DOCUMENT PASSAGE —
So, if a community wants to be in charge of its own destiny, protect its valuable human and material resources, its culture and traditions, its environment, intellectual legacy, its security then it has to pursue a course of action that will be empowering rather than disempowering.

To be empowered is to have the capacity to do good, to be resilient, to avert oppression, to be benevolent and to pursue social justice.

Abu Huraira (RA) reported Allah’s Messenger (SAW) as saying: ‘A strong believer is better and is more lovable to Allah than a weak believer, and there is good in everyone…’

A further question may be asked: In which way should a believer be strong?

There are many ways to be strong: physical strength; courage and fearlessness; strength in character, values, spirit, morals and ethics, imaan and/or faith; strong in stature, dignity, human rights, and being responsible and accountable.

We can be strong individually, as family, as a neighbourhood or collectively, as community and as ummah.

We can be strong intellectually with a great culture of learning, reading, research and writing; by having a strong economic base in various sectors of the economy – businesses, industries, property, agriculture, mining, technology, healthcare, leisure, recreation; in sport and recreation; in science and technology; in being creative in finding solutions to human and environmental problems and issues; and in having highly qualified members of the community who are also in high demand by the public for their excellent and committed service to the community – as indispensable.

We can be strong in leadership and management. And more.

Allah commands in Surah Aale Imraan: ‘O you who have attained faith, persevere in patience and constancy; vie in such perseverance; strengthen each other and be conscious of God, that you may prosper.’ (3:200)

Furthermore, Allah commands in Surah al-Anfal: ‘And prepare for them what you can of strength [of arms] and horses tethered [for battle]…’ (8:60)

The above verse exhorts believers to prepare in whichever way possible of power and strength – even military strength.

There are many ways to become an empowered and strong community. One tried and tested way is the waqf system – mobilisation, own, control and manage our collective resources.

Today, it is our collective duty – those who have the capacity and the means – that each of us should become contributors to the cause of Allah.

The waqf way is the most powerful and enduring way to mobilise our collective resources.

Let every Muslim family in every village, town and city contribute a minimum of R100 per family (or R20 per person per month).

Let’s do the sums:

100 000 families: (average five persons per family, at R20 per person per month) (R100 per family per month) 100 000 X R100 = R10 000 000 per month X 12 = R120 000 000 per annum.

YOUR OBJECTIVE — Update the passage on community empowerment by rewriting the part that opens with "There are many ways to become" and closes with "000 per annum.", replacing "waqf" with "endowment" wherever it appears. The source data isn't needed for this work.

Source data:
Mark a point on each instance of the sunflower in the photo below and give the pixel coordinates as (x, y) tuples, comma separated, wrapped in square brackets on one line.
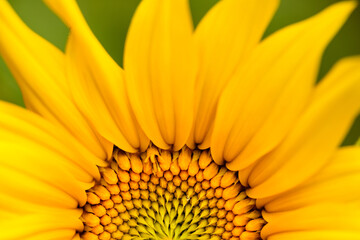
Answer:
[(210, 133)]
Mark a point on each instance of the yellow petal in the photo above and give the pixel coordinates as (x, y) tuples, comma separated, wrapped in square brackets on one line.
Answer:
[(317, 235), (28, 226), (325, 216), (338, 182), (39, 69), (224, 38), (22, 124), (160, 70), (316, 135), (97, 82), (21, 185), (271, 89), (33, 160), (61, 234)]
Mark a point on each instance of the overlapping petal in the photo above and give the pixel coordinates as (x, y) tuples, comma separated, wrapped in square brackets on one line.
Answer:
[(322, 218), (315, 137), (39, 68), (159, 64), (277, 78), (338, 182), (97, 82), (56, 225), (224, 38)]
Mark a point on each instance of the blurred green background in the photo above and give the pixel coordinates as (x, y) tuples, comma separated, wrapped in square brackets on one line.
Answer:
[(109, 19)]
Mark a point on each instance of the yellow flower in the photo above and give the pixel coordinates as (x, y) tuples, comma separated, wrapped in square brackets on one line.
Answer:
[(205, 134)]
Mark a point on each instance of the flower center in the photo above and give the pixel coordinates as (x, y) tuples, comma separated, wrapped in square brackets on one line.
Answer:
[(163, 195)]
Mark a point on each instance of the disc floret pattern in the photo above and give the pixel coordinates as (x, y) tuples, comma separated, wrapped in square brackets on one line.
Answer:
[(163, 195)]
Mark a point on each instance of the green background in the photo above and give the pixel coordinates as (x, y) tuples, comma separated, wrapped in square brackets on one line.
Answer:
[(109, 20)]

RESULT OF THIS EXERCISE —
There are many ways to become an empowered and strong community. One tried and tested way is the endowment system – mobilisation, own, control and manage our collective resources.

Today, it is our collective duty – those who have the capacity and the means – that each of us should become contributors to the cause of Allah.

The endowment way is the most powerful and enduring way to mobilise our collective resources.

Let every Muslim family in every village, town and city contribute a minimum of R100 per family (or R20 per person per month).

Let’s do the sums:

100 000 families: (average five persons per family, at R20 per person per month) (R100 per family per month) 100 000 X R100 = R10 000 000 per month X 12 = R120 000 000 per annum.